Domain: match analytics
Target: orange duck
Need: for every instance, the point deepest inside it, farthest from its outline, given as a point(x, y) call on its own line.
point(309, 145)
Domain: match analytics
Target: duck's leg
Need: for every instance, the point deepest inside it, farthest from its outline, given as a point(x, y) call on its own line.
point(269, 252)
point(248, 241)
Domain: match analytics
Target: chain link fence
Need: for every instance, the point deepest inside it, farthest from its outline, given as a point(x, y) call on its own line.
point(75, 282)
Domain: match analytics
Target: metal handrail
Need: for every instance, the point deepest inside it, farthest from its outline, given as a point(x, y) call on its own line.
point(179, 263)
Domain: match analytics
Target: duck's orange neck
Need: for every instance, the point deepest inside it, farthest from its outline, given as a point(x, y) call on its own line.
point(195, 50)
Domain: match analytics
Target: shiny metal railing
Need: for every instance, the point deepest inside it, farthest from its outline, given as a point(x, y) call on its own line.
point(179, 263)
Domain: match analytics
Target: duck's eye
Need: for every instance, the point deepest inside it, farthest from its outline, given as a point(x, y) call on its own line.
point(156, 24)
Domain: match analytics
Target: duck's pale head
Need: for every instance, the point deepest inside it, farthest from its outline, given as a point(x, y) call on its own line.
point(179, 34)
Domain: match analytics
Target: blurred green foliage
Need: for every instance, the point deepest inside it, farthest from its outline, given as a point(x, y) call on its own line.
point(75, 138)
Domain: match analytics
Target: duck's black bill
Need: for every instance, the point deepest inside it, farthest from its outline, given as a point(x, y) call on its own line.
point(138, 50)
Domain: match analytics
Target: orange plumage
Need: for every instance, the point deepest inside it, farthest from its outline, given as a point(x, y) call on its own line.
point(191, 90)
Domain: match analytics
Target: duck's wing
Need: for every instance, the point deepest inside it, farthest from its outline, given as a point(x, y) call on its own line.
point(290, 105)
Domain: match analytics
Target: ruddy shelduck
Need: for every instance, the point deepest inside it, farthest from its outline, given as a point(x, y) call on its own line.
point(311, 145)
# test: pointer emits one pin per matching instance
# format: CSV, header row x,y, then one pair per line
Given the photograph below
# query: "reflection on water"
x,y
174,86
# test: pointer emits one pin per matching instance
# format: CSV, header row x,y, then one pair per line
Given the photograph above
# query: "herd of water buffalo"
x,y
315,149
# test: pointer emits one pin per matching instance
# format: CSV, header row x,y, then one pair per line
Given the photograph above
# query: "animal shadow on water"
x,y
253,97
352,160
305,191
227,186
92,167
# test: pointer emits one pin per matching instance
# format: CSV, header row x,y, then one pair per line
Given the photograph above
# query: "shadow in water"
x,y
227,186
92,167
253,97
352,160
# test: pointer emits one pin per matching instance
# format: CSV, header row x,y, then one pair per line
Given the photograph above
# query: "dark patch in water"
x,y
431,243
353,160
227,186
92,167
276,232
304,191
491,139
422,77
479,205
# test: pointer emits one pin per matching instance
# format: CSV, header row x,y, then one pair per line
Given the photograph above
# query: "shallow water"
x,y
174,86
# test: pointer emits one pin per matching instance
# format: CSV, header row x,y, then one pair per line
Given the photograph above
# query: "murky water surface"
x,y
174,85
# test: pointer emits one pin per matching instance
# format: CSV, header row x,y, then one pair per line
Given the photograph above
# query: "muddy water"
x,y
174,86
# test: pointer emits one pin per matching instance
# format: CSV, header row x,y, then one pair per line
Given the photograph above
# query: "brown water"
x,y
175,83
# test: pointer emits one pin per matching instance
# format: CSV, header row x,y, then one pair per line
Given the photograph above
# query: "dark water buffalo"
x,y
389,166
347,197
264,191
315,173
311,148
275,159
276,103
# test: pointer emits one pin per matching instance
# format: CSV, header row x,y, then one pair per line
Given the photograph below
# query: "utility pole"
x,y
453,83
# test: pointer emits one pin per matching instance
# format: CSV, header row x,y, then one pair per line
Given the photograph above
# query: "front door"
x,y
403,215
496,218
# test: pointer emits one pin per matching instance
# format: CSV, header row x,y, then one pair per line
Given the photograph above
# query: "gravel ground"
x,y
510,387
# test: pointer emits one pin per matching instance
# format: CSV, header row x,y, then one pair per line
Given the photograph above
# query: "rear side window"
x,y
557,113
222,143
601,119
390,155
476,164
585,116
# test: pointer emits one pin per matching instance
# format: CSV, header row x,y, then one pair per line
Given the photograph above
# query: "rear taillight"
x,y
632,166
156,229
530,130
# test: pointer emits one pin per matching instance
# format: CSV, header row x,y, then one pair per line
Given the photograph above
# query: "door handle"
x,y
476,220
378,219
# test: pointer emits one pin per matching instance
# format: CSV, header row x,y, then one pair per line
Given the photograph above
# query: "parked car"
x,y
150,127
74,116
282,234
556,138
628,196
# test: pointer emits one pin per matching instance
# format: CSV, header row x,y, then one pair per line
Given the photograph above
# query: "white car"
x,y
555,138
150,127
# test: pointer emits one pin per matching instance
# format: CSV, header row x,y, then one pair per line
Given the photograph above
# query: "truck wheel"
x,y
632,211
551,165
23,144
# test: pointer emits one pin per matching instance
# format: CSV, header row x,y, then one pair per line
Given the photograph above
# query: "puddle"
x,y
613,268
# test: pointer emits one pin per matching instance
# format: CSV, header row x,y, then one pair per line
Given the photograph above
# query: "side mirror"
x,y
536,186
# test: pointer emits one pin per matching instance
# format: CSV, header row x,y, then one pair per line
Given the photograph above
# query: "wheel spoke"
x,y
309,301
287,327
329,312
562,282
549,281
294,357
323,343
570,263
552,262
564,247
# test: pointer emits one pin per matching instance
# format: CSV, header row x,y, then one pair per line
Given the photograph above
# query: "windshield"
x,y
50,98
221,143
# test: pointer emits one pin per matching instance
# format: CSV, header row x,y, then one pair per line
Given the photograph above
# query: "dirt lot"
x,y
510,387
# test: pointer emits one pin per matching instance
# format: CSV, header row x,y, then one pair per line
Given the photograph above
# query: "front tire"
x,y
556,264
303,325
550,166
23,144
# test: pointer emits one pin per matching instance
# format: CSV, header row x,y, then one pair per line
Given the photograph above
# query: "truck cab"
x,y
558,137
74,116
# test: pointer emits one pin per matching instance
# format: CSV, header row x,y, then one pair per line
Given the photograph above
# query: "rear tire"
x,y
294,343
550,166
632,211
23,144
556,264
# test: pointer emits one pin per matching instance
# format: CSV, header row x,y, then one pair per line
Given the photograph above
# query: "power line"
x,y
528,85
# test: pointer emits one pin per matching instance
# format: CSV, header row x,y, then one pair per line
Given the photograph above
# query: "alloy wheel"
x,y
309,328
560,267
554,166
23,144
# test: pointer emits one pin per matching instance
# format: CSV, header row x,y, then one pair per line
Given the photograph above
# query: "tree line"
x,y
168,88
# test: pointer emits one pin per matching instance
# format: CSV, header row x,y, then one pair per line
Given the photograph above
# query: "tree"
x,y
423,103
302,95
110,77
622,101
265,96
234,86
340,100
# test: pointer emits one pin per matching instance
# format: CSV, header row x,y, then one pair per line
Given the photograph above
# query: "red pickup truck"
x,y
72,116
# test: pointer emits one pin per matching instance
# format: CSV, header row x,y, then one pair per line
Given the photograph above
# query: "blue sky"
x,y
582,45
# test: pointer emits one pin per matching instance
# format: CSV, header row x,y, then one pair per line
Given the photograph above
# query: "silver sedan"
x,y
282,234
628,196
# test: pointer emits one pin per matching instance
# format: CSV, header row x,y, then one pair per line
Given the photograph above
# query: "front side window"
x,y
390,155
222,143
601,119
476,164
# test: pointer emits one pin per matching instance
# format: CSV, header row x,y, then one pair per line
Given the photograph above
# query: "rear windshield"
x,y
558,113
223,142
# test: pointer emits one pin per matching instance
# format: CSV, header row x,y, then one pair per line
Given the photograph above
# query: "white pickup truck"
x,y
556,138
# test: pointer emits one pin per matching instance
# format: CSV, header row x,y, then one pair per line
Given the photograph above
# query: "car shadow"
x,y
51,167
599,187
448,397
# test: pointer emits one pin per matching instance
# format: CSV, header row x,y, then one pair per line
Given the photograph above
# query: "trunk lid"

________

# The request
Arrange the lines from the start of the rows above up to and including the line with "point(309, 145)" as a Markdown table with the columns Number and Line, leaving out any blank lines.

# Solution
| Number | Line |
|---|---|
| 1 | Domain: match analytics |
| 2 | Target: orange duck |
| 3 | Need: for every instance, the point deepest inside it, farthest from its outline, given as a point(x, y) call on its own line. |
| 4 | point(309, 145) |